## [Texto de origem]
==================================================
Só que eu não sou dessas pessoas que passam a gostar de tudo o que está na crista da onda. Eu não sei nada de surfe nem de tênis, e continuo sem saber. Eu sei respeitar e admirar o cara (ou a moça) que está lá no pódio, mas eu não viro uma chefa de fã clube depois que algo assim acontece. E também não nego que acontecimentos assim possam despertar alguns gênios para a coisa. Bom, o problema é quando as pessoas acham que vão "virar", mais ou menos como as borboletas. Elas querem ser a exceção, querem se transformar. Aí, não. Aí eu acho que algo ficou mal explicado. Como disse um amigo meu, esse pessoal que cresceu na "pedagogia do gostoso". Pois é. Esforço e disciplina valem como regra. E olhe lá.
Dia desses, eu trafeguei de avião de uma cidade para outra, neste Brasilzão, e resolvi ler a revista de bordo. No meu bolsão não tinha, mas aí eu pedi a revista que dava sopa no bolsão ao lado. Meu vizinho, muito simpático, com jeito de homem de negócios, deixou que eu tomasse de empréstimo aquele volume de textura gostosa. E a capa era bem uma foto grande e iluminada do campeão Medina. Então, corri pra ler um perfil dele, personagem sobre o qual eu já cultivava alguma curiosidade.
Aí eu me dei conta da simpatia que eu sentia pelo garoto, apesar de lamentar pela idade dele, mas de curtir aquela família unida e alerta, e de achar que "não há como segurar a primavera" - como diria um grande amigo meu -, mas de confiar na possível boa criação do rapazote. O elemento que me comoveu não foi a onda perfeita, nem foi o choro do menino, nem mesmo foi a bela história que ele tem com um padrasto que insiste em adotar como pai - a despeito de uma imprensa que insiste em não deixar que eles se adotem. O que me comoveu foi a narrativa sobre o esforço e a dedicação de Medina.
Li a matéria da revista a cada minuto mais encantada com aquele guri que disse o que queria ser, que sabia o que queria ser, que encontrou uns caras que o ajudassem e apoiassem de verdade, que tinha uma família confiante, que estudou, estudou, estudou - sim, surfe também se estuda -, que enfrentou disciplina e foco, para ir se aperfeiçoando, superando e tal e coisa até se tornar campeão mundial.
==================================================
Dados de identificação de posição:
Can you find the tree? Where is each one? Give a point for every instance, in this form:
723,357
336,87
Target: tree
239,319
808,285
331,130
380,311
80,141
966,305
==================================================
## [O que se pede]
(a) Responda com base na crônica sobre Medina:
(i) Em que meio de transporte estava quem narra quando leu a revista de bordo?
(ii) O que aparecia na capa dessa revista?
(iii) Segundo o texto, o que valem como regra?
(b) Prossiga a crônica sobre o surfista Medina a partir da última frase apresentada.
Estes dados têm outra origem.

## [Respostas às tarefas]
(a)
(i) Em um avião.
(ii) Uma foto grande e iluminada do campeão Medina.
(iii) Esforço e disciplina.

(b)
Não adiantava ter costas quentes nem largas; ser amigo do rei; ganhar tickets pra Pasárgada; conhecer a filha do dono; paquerar a prima do imperador; ter amigos no staff; pedir a ajuda da comunidade; fazer propaganda comovente; ter nascido em berço de ouro ou disto e daquilo; arranjar estágio na empresa de prancha... Não adiantava. Não fazia a menor diferença. O lance é que, pra ser o campeão mundial de surfe, o cara, o próprio cara, tem de surfar bem, fazer a manobra perfeita, na hora certa, quando o mar tá pra peixe. O cara precisa surfar muito, ter muitas horas dormidas e mal dormidas, muito campeonato perdido, muito patrocínio crente, muito desgaste nas juntas, muita prancha quebrada, muito maiô puído, muita salada de alface... muito tudo o que ele fez - com a ajuda sincera de uns e outros - para chegar lá. E quando ele chegou, não esqueceu de ninguém. E um montão de gente, de repente, se lembrou dele, e começou a ser amigo dele, e a chamá-lo para as festas.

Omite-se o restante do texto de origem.